Selected extract →
++++++++++++++++++++
The last four episodes of The Wire have begun to shape the thematic narrative of this season to a greater extent. The media plays a really important role this season as it begs the question of what value media serves. In the sixth episode of this season “The Dickensian Aspect”, Gus makes the statement “If it bleeds it leads”. This is a common statement used when talking about the media and in many ways, it exemplifies the message of this season
“If it bleeds it leads” refers to sensationalism, stating that the media draws attention not towards that which is the most relevant but rather that which is the most exciting for the observer. Twenty-two dead bodies were found in the vacant housing of Baltimore and while it did draw some attention, it did not cause the Mayor to increase funding for the investigation. However, once McNulty doctored a serial killer case and leaked it to The Sun, drastic action was taken to solve the problem. Beyond that, Scott’s involvement in the case allowed him to portray himself as a hero on television and as a result gains acclaim. Scott begins to write in a hyperbolic manner and though Gus chastises his use of exaggerated language, the other editors opt to run the story as it is in order to sell more papers.
Sensationalism is very important to this season. Nearly every plot running through the show is directly related to this idea. In the most literal sense, it is manifested in the storyline of Scott, who is exaggerating and making up stories for the sake of his career and McNulty uses sensationalism to procure funding for the police. But this also takes place when looking at Carcetti, whose decisions are always based upon what will help his image, such as his decision to begin working from a homelessness base. This is important because it presents us with the idea of image and reputation. The Wire shows us the importance of images. Everything that is happening in the show is impacted by the image of the character.
++++++++++++++++++++
Written exercise 1 → In the essay on The Wire, in which episode does Gus say "If it bleeds it leads"?
Written exercise 2 → Write out the passage of the essay on The Wire between "Sensationalism is very" and "of the character.", inclusive, replacing "Carcetti" with "the mayor".
++++++++++++++++++++
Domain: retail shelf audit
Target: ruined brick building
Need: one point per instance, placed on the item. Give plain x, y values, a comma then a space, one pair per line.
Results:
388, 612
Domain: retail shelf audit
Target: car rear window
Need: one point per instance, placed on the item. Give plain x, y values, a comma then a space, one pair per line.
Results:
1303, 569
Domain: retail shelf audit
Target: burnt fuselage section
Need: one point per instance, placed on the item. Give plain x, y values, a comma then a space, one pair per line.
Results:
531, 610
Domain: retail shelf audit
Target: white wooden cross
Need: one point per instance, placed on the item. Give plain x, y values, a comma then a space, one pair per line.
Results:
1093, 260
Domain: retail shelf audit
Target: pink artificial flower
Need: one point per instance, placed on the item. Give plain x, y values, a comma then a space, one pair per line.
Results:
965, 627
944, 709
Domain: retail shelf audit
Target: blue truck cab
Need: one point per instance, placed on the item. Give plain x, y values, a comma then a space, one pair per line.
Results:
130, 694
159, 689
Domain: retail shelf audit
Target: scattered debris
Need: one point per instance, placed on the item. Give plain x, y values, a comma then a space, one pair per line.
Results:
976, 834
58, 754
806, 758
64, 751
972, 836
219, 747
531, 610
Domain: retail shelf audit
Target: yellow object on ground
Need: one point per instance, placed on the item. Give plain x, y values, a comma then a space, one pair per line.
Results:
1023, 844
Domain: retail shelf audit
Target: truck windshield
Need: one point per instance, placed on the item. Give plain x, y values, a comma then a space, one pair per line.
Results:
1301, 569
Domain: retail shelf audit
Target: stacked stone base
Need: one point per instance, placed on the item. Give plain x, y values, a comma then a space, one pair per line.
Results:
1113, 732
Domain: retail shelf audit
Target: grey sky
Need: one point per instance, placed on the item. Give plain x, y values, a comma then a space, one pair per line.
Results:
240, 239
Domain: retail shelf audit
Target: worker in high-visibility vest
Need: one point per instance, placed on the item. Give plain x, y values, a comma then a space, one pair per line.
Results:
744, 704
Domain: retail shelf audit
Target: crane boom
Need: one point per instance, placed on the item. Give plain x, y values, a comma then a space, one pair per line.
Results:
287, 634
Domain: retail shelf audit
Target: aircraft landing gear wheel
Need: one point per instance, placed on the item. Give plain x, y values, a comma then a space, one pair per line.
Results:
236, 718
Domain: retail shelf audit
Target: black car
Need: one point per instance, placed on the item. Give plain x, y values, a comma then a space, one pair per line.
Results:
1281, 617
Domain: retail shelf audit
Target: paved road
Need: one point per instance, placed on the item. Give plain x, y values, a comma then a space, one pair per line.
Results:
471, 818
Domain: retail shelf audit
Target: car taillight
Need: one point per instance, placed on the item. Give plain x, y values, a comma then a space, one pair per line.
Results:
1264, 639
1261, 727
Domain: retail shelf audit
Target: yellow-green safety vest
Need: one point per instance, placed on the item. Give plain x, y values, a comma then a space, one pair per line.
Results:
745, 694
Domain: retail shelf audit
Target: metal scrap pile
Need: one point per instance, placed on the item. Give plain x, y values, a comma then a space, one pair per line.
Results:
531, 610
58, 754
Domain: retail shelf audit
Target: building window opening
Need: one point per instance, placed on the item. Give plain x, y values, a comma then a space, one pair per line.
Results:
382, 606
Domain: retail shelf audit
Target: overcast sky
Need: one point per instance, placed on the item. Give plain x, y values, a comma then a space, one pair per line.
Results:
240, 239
++++++++++++++++++++
Right answer 1 → The sixth episode of the season, "The Dickensian Aspect."

Right answer 2 →
Sensationalism is very important to this season. Nearly every plot running through the show is directly related to this idea. In the most literal sense, it is manifested in the storyline of Scott, who is exaggerating and making up stories for the sake of his career and McNulty uses sensationalism to procure funding for the police. But this also takes place when looking at the mayor, whose decisions are always based upon what will help his image, such as his decision to begin working from a homelessness base. This is important because it presents us with the idea of image and reputation. The Wire shows us the importance of images. Everything that is happening in the show is impacted by the image of the character.